病入膏肓
病膏肓に入る
- 出典:『春秋左氏伝』成公十年(ウィキソース「春秋左氏傳/成公」参照)
- 解釈:病気が重くなって、治る見込みがなくなること。また、物事に熱中しすぎて、そこから抜けられなくなること。「膏」は、心臓の下部。「肓」は、横隔膜の上の隠れた部分。どちらも身体の最も奥深い部分で、治療が及ばない所。なお、「肓」を「盲」と書くのは誤り。
- 春秋左氏伝 … 歴史書『春秋』の注釈書。三十巻。左丘明の著と伝えられる。十三経の一つ。ウィキペディア【春秋左氏伝】参照。
公疾病。
公疾病なり。
求醫于秦。
医を秦に求む。
- 医 … 医者。ここでは名医。
- 于 … 置き字。場所を表す。
- 秦 … 今の陝西省の地をあった国。戦国七雄(秦・楚・斉・燕・趙・魏・韓)の一つ。ウィキペディア【秦】参照。
- 求 … (名医を派遣してくれるよう)要請した。
秦伯使醫緩爲之。
秦伯医の緩をして之を為めしむ。
- 秦伯 … 秦の国の君主。ここでは桓公(在位前603~前577)を指す。ウィキペディア【桓公 (秦)】参照。
- 使 … 「使AB」の形で「AをしてB(せ)しむ」と読み、「AにBさせる」と訳す。使役形。
- 医緩 … 名医の緩。
- 之 … 景公を指す。
- 為 … 治療する。
未至、公夢、疾爲二竪子曰、彼良醫也。
未だ至らざるに、公の夢に、疾二竪子と為りて曰く、彼は良医なり。

=== 理解度の確認 ===
A: 「病入膏肓」の解説のうち「解釈:病気が重くなって」で始まる段落を、主な事実を残したまま箇条書きにまとめてください。
B: 「病入膏肓」の解説の続きを、最後の訓読文の後から同じ形式で示してください。

=== 検討対象のデータ ===
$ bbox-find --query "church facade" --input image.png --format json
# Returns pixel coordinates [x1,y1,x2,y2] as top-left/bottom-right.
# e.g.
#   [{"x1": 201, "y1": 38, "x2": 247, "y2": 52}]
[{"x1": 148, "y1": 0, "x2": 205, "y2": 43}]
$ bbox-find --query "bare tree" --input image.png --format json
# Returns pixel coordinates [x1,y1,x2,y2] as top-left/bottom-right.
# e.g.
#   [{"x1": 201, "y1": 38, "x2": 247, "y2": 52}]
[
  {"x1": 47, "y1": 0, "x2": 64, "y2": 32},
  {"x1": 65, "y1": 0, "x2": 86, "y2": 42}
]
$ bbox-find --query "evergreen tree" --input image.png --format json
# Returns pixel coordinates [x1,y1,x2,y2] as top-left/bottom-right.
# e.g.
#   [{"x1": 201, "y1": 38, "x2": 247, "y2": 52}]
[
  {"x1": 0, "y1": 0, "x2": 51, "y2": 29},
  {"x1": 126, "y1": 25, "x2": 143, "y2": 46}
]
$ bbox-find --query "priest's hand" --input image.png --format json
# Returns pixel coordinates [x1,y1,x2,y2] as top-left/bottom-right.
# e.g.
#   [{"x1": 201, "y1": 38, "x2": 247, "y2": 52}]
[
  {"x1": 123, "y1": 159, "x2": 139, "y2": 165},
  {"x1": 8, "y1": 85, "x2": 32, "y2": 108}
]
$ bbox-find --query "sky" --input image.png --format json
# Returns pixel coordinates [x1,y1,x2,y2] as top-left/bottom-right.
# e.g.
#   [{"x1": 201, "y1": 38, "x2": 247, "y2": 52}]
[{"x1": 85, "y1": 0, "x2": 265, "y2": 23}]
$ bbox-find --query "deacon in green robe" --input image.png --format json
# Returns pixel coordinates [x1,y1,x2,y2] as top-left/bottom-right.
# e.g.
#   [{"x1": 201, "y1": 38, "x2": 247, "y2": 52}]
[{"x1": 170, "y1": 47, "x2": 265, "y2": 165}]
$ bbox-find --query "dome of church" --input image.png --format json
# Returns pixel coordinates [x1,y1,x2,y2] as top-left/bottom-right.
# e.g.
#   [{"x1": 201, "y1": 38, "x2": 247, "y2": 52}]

=== 解答一覧 ===
A:
- 意味:病気が重くなり、治る見込みがなくなること。
- もう一つの意味:物事に熱中しすぎて、そこから抜けられなくなること。
- 「膏」は心臓の下部、「肓」は横隔膜の上の隠れた部分を指す。
- どちらも身体の最も奥深い部分で、治療が及ばない所である。
- 「肓」を「盲」と書くのは誤りである。

B:
- 未 … 「いまだ~(せ)ず」と読み、「まだ~しない」と訳す。再読文字。
- 至 … 到着する。
- 公夢 … 景公が見た夢に。
- 竪子 … 子ども。
- 彼 … 緩を指す。
- 良医 … 名医。
懼傷我。
我を傷つけんことを懼る。
- 我 … われわれ。二竪子を指す。
- 懼 … おそれる。心配する。
焉逃之。
焉にか之を逃れん、と。
- 焉 … 「いずくにか~」と読み、「どこに~か」と訳す。場所を問う疑問形。
- 之 … 緩の治療を指す。
其一曰、居肓之上、膏之下、若我何。
其の一曰く、肓の上、膏の下に居らば、我を若何せん、と。
- 其 … 二竪子を指す。
- 肓 … 横隔膜の上のかくれた部分。
- 膏 … 心臓の下部の脂肪の部分。
- 若我何 … 我々をどうすることができようか(いや、どうすることもできない)。
- 若~何 … 「~をいかんせん」と読み、「~をどうしようか、いやどうしようもない」と訳す。反語形。「如~何」「奈~何」も同じ。
醫至曰、疾不可爲也。
医至りて曰く、疾は為む可からざるなり。
- 医至曰 … 名医の緩が到着し、(景公を診察して)言った。
- 疾不可為也 … 病気は治すことができません。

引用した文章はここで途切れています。